--- What to produce ---
Could you give the lines of the listing, from its first line through the line containing "(1083, 119)" (both included), as a JSON list of strings, one string per line, with blank lines left out?

--- Raw data ---
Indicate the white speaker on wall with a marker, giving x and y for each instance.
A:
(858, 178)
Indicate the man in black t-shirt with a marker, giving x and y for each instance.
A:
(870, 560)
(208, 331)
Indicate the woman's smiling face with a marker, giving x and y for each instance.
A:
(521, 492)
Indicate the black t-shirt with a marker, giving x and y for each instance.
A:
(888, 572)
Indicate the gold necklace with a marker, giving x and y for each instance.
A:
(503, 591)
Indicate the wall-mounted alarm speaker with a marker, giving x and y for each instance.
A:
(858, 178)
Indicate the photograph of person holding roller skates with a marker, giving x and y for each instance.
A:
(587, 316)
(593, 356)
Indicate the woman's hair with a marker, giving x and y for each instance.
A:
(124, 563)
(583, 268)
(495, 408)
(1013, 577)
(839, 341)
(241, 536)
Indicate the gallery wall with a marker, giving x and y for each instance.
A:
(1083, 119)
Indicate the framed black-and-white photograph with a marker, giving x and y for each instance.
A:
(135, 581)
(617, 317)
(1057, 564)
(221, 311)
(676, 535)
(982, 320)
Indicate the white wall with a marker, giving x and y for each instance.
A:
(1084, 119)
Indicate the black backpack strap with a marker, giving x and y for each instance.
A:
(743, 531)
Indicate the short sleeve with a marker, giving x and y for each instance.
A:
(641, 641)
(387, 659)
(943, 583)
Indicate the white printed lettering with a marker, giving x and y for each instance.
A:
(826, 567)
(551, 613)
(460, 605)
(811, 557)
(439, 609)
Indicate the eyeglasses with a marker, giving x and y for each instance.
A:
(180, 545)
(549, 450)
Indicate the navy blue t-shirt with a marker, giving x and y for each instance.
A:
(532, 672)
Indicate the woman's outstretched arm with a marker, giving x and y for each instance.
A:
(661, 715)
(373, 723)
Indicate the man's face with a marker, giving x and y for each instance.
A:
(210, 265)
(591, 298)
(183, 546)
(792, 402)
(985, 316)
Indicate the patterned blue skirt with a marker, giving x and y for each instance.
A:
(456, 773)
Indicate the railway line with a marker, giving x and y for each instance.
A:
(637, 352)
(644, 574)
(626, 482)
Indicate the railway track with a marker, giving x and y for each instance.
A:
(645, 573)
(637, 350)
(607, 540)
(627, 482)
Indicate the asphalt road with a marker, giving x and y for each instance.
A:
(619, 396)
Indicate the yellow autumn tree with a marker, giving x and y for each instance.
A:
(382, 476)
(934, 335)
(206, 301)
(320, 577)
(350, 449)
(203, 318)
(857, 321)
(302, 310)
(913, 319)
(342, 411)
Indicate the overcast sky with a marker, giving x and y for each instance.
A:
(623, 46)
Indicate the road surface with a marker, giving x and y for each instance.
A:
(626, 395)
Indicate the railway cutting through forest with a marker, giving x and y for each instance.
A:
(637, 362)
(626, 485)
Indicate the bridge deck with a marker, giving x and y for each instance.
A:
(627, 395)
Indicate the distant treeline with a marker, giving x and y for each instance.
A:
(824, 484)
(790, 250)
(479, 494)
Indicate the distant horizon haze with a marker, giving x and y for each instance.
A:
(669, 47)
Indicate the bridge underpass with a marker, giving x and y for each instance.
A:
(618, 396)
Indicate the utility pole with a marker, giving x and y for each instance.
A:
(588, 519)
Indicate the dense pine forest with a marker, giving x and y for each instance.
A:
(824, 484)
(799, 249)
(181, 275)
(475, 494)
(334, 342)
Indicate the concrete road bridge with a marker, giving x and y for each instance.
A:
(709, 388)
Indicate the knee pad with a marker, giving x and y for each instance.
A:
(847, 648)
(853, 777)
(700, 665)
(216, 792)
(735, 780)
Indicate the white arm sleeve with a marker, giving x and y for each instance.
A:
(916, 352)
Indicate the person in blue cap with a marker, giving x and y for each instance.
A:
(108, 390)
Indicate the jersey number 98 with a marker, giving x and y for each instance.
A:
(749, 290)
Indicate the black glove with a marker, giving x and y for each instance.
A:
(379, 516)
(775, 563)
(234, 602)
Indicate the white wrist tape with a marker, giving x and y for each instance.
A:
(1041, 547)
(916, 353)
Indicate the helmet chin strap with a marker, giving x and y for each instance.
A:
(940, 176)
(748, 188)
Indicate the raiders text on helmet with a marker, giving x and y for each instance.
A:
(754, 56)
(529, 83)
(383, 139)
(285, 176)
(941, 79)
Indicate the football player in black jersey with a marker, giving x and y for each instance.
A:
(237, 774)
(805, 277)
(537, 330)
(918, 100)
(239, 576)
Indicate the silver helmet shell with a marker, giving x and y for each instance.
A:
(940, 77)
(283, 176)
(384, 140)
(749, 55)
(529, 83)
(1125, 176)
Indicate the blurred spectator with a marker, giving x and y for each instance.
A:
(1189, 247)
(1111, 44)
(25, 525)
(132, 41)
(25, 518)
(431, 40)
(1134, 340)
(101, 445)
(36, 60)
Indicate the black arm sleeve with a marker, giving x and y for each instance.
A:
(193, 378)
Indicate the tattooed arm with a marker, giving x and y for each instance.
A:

--- The output ---
[
  "Indicate the white speaker on wall with a marker, giving x and y for each instance.",
  "A:",
  "(858, 178)",
  "Indicate the man in black t-shirt with a marker, giving x and y for each instance.",
  "A:",
  "(870, 560)",
  "(208, 331)",
  "Indicate the woman's smiling face with a marker, giving x and y for each instance.",
  "A:",
  "(521, 492)",
  "Indicate the black t-shirt with a marker, giving x and y for each instance.",
  "A:",
  "(888, 572)",
  "Indicate the gold necklace with a marker, giving x and y for each instance.",
  "A:",
  "(503, 591)",
  "Indicate the wall-mounted alarm speaker with a marker, giving x and y for each instance.",
  "A:",
  "(858, 178)",
  "Indicate the photograph of person holding roller skates with a marker, giving x and y for each instance.",
  "A:",
  "(587, 316)",
  "(593, 356)",
  "Indicate the woman's hair with a marker, giving x and y for each instance.",
  "A:",
  "(124, 563)",
  "(583, 268)",
  "(495, 408)",
  "(1013, 577)",
  "(839, 341)",
  "(241, 536)",
  "Indicate the gallery wall with a marker, giving x and y for each instance.",
  "A:",
  "(1083, 119)"
]